Task details: Duplicate every one of the following items verbatim, leaving each line unaltered.

(Extracted data entries)
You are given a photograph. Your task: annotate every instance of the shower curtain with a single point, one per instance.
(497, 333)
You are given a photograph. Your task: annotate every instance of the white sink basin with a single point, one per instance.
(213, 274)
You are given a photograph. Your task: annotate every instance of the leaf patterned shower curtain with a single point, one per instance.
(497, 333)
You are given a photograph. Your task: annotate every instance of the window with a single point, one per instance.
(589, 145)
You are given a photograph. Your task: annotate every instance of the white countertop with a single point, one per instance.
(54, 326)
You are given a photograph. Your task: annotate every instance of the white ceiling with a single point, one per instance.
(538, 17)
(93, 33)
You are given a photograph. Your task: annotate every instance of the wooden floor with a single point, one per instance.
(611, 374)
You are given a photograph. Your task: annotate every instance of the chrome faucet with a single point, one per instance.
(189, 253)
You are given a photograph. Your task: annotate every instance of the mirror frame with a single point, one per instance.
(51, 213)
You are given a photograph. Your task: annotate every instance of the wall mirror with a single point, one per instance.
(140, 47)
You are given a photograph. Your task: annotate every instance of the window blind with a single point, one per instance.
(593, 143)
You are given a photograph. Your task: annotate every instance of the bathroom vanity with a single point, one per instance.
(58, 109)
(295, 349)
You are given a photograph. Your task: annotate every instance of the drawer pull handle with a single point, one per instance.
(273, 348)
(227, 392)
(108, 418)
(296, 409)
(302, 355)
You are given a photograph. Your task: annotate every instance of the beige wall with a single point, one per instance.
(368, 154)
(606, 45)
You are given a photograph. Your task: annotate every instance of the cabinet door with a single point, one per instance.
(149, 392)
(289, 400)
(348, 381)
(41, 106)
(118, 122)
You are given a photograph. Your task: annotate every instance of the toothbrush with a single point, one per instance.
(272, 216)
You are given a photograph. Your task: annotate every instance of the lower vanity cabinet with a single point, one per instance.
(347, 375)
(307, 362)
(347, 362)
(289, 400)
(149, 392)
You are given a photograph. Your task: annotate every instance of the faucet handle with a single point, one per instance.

Complete answer:
You are given a photograph. Your task: annotate every instance of the shower curtain with a single point, one per instance.
(497, 333)
You are given a photograph. Your task: annotate every instance of the white sink basin with a single point, one per instance.
(213, 274)
You are given a photograph. Your task: annotate every instance of the leaf patterned shower curtain with a single point, one per instance.
(497, 333)
You are given a photograph. Your task: annotate every instance of the window with a single point, one per instance.
(589, 145)
You are given a photograph. Your task: annotate every instance of the white countertop with a single point, one per instance.
(54, 326)
You are given a photograph. Your task: annotate every instance of the white ceiling with a single point, one per instance.
(538, 17)
(93, 33)
You are given a photograph. Your task: annotate every instance of the wooden floor with a single point, one per instance.
(611, 374)
You are given a photograph. Your task: annotate every instance of the chrome faucet with a single point, one per instance.
(189, 253)
You are given a photograph. Your task: annotate every instance of the mirror frame with a single point, one per instance.
(51, 213)
You are given a photograph. Your task: annotate every instance of the wall mirror with a single point, one per instance.
(140, 47)
You are given a photograph. Your task: annotate every instance of the window blind with a single point, one per instance.
(593, 143)
You are given a photograph. Your task: annotate every instance of the bathroom vanity with a single point, one per instance.
(58, 109)
(295, 349)
You are given a photograph. Your task: annotate every instance of the drawer pull handle with a single point, one per instance.
(273, 348)
(227, 392)
(108, 418)
(296, 409)
(302, 355)
You are given a photograph. Your task: annotate every instance of the beige wall with a single point, one per instance.
(368, 154)
(606, 45)
You are given a photograph. Your task: annotate every instance of the cabinet door with a single point, one per instance.
(149, 392)
(289, 400)
(348, 381)
(41, 106)
(118, 122)
You are given a photograph. Your task: annotate every instance of the toothbrush with a single point, one per instance.
(272, 216)
You are given a photograph. Your task: annotate every instance of the lower vanity cabinet with a single point, one per instance.
(347, 375)
(307, 362)
(347, 362)
(289, 400)
(149, 392)
You are given a photograph. Your task: annotate every instance of the faucet handle with a single point, one per instance.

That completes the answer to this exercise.